> **Selected excerpt**:
* * * * * * * * *

We ought to further evaluate our model, but our data is very limited. Cross-validation is a way for us to evaluate our model on limited data. We can split our data into k groups and measure the efficacy of training the model on all groups but one. We will need to compare these analyses between both the base model and the fitted model, with both the training and test sets.
#Cross Validation - Base Model
cv_base <- caret::train(Grad.Rate ~ Top25perc+F.Undergrad+P.Undergrad, training_set,
method="lm",
trControl = trainControl(
method="cv", number = 10,
verboseIter = TRUE
)
)
cv_base # RMSE 14.56
#Test set performance
cv_baset <- train(Grad.Rate ~ Top25perc+F.Undergrad+P.Undergrad, testing_set,
method="lm",
trControl = trainControl(
method="cv", number = 10,
verboseIter = TRUE
)
)
cv_baset #14.67
#Cross Validation - Fitted Model
cv <-train(Grad.Rate ~ Private+Apps+Top25perc+P.Undergrad+Outstate+Room.Board+Personal+PhD+Terminal+perc.alumni+Expend, training_set,
method="lm",
trControl = trainControl(
method="cv", number = 10,
verboseIter = TRUE
)
)
cv #RMSE: 12.86
#Test set performance
cv1 <-train(Grad.Rate ~ Private+Apps+Top25perc+P.Undergrad+Outstate+Room.Board+Personal+PhD+Terminal+perc.alumni+Expend, testing_set,
method="lm",
trControl = trainControl(
method="cv", number = 10,
verboseIter = TRUE
)
)
cv1
#RMSE: 13.04
| Model | Train RMSE | Test RMSE |
|---|---|---|
| Base | 14.56 | 14.67 |
| Fitted | 12.86 | 13.04 |
Our fitted model has a slightly smaller root mean squared error (RMSE) than the base model and the RMSEs for the training set and the test set are similar, validating the fitted model.
The fitted model has an adjusted r-squared value of 0.4251, meaning that the 42.51% of the variation in graduation rates can be explained by the model. This is about twice that of the base model (r^2 == 0.248).
While this model is not perfect and could benefit from more sophisticated methods, it would provide benefit and insight for organizations seeking to learn more about the factors that determine university graduation rates.

* * * * * * * * *

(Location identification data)
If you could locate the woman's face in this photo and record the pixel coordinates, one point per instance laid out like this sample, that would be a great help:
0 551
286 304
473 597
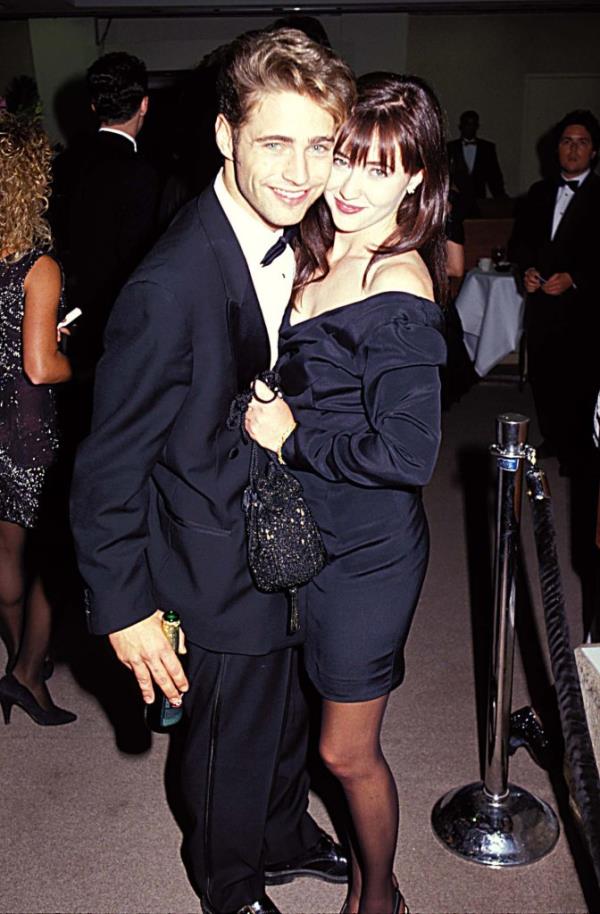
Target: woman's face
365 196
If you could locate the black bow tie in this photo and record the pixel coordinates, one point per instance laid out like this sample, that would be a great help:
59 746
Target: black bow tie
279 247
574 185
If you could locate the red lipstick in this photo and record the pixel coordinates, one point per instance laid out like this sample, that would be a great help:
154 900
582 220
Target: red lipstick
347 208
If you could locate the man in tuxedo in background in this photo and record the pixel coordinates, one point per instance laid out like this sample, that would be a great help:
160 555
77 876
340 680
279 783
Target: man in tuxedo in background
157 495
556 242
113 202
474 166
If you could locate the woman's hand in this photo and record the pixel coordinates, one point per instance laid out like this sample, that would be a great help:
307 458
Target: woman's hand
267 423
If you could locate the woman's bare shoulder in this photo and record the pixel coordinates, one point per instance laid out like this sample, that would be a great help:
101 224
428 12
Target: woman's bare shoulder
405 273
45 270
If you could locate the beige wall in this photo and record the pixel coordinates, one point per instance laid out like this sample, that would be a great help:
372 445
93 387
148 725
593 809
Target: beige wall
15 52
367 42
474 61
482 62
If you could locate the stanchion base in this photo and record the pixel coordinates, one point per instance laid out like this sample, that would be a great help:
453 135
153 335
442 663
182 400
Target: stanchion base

* * * * * * * * *

> **Tasks for this exercise**:
1. In the cross-validation excerpt, condense the paragraph beginning "We ought to further evaluate our model" into a short bulleted list that keeps its main facts.
2. Answer from the cross-validation excerpt:
(a) What value is given for `number` in each `trainControl` call?
(b) What test RMSE does the table list for the fitted model?
(c) What adjusted r-squared value is reported for the fitted model?
This data was drawn from a separate source and is unrelated to the text.

> **Answers in order**:
1.
- The model needs further evaluation, but the data is very limited.
- Cross-validation allows the model to be evaluated on limited data.
- The data is split into k groups, and efficacy is measured by training on all groups but one.
- The results must be compared for the base model and the fitted model, on both the training and test sets.

2.
(a) 10
(b) 13.04
(c) 0.4251